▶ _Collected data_
▼
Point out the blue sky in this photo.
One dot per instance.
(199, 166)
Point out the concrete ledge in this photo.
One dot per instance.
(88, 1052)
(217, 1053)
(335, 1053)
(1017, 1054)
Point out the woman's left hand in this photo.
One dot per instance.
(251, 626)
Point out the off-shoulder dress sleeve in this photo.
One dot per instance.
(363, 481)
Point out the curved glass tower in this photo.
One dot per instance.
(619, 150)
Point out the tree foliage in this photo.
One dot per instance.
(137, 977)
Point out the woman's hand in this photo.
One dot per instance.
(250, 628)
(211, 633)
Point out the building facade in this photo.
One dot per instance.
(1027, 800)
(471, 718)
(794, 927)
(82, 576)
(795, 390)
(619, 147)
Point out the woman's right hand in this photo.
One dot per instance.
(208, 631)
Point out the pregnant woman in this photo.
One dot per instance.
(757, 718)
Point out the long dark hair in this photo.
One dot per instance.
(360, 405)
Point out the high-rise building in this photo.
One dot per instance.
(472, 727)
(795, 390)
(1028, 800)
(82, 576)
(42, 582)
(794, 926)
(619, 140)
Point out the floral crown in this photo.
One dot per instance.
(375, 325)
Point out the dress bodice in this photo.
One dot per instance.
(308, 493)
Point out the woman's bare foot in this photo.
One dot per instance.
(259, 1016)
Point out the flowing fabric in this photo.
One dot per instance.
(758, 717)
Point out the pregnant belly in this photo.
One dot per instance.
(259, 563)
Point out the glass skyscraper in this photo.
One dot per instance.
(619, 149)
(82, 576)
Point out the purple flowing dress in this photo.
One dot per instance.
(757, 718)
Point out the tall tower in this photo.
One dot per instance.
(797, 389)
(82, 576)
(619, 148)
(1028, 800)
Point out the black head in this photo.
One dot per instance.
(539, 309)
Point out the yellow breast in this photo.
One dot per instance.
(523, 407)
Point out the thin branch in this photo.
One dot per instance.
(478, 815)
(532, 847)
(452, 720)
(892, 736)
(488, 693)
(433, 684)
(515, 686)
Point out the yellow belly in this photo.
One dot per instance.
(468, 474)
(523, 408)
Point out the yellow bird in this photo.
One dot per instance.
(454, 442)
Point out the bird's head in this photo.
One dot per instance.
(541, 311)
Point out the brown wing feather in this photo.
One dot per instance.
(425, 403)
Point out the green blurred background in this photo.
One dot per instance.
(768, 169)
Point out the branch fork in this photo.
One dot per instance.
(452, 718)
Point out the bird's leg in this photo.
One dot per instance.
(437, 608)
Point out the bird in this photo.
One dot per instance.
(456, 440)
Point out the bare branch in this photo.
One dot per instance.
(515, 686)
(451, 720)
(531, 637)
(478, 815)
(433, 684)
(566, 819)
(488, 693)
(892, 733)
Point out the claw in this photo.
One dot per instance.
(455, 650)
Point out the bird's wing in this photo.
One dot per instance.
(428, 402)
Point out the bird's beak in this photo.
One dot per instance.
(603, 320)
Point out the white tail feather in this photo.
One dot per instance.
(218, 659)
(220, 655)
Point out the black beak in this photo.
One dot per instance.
▲
▶ _Your task_
Extract every line from the one containing "Point out the thin branch in this photo." to the end of the entries, including both of those lines, exactly as given and with nothing added.

▶ _Answer to the exercise_
Point out the thin branch in this photo.
One dot per instance.
(478, 815)
(532, 847)
(452, 720)
(892, 736)
(488, 693)
(433, 684)
(515, 686)
Point out the yellow belly in this photo.
One dot per instance.
(468, 474)
(523, 408)
Point out the yellow bird in this photo.
One dot per instance.
(454, 442)
Point out the bird's head in this photo.
One dot per instance.
(541, 311)
Point out the brown wing feather in this photo.
One dot per instance.
(425, 403)
Point out the green blurred background in this photo.
One dot per instance.
(768, 169)
Point out the branch fork in this photo.
One dot per instance.
(452, 718)
Point out the bird's leg in this photo.
One dot per instance.
(437, 608)
Point out the bird in this photo.
One dot per instance.
(456, 440)
Point out the bare branch in this photo.
One dot per instance.
(515, 686)
(451, 720)
(531, 637)
(478, 815)
(433, 684)
(566, 819)
(488, 693)
(892, 733)
Point out the claw in this photo.
One dot per instance.
(455, 650)
Point out the bird's wing in this photo.
One dot per instance.
(428, 402)
Point out the bird's beak in this photo.
One dot per instance.
(603, 320)
Point out the white tail feather in this photo.
One dot per instance.
(218, 659)
(220, 655)
Point out the black beak in this photo.
One dot per instance.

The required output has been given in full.